# Instructions for the task
The answer must be the lines from the one containing "tag the yellow" through the last line of the data below, copied exactly, with nothing else.
# # # #
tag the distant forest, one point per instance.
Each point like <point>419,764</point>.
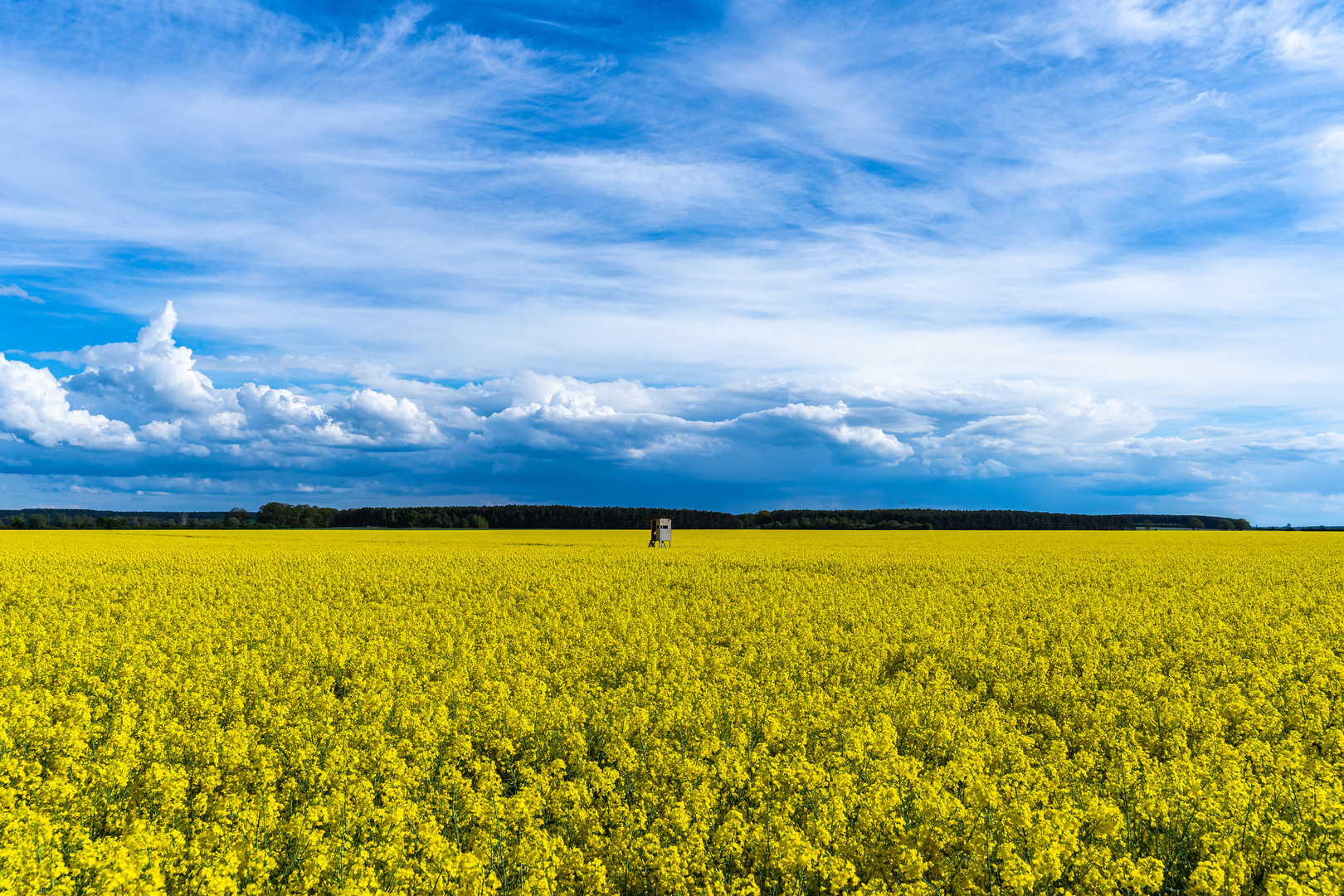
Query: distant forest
<point>555,516</point>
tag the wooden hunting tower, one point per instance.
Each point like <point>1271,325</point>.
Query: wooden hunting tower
<point>660,533</point>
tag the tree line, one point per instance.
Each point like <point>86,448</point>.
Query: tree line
<point>277,514</point>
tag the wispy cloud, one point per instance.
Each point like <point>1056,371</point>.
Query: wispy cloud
<point>702,223</point>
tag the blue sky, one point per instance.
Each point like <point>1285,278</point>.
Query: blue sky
<point>1077,256</point>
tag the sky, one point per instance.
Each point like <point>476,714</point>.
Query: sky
<point>1077,257</point>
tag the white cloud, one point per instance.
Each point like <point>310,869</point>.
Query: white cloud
<point>17,292</point>
<point>34,405</point>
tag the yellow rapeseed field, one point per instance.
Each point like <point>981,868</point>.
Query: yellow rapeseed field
<point>750,712</point>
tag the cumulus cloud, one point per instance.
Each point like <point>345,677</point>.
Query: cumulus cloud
<point>35,406</point>
<point>144,402</point>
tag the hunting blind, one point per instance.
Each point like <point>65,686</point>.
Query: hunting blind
# # # #
# Exercise answer
tag the yellow rapeseed field, one point per instance.
Each point like <point>981,868</point>.
Query: yellow rapeseed field
<point>750,712</point>
tag the cumulus cloud, one point per instance.
Each point like <point>345,677</point>.
Query: cumulus cloud
<point>35,406</point>
<point>144,402</point>
tag the hunting blind, one point per instance.
Each point like <point>65,686</point>.
Query: hunting blind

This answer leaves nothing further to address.